- [Assigned task]:
Your job is to give again, exactly and with no additions, the lines in the records below from the one with "Target: human skin" through the one with "Target: spiky seed head tuft", both included. Omit the pictures.

- [Provided information]:
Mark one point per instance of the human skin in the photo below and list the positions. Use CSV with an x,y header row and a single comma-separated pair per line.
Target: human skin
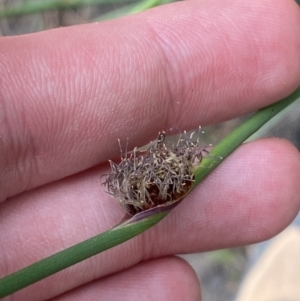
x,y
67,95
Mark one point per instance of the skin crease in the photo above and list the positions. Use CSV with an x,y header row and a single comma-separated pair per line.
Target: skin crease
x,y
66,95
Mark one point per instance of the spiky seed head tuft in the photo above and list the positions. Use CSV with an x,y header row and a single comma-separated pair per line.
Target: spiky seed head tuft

...

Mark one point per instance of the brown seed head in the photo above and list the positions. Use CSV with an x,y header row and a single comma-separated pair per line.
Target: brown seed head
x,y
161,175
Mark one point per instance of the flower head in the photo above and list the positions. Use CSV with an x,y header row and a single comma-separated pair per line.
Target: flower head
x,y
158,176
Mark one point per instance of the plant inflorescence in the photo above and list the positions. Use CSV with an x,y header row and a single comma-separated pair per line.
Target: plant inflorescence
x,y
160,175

- [Result of the task]:
Target: human skin
x,y
67,95
Mark one point per instance of the skin crease in the photo above and list the positions. Use CSV with an x,y header row and a single comma-separated pair per line.
Target: skin crease
x,y
66,95
Mark one point per instance of the spiky seed head tuft in the photo above and list the positions. Use CSV with an x,y header row and a single comma-separated pair per line.
Target: spiky seed head tuft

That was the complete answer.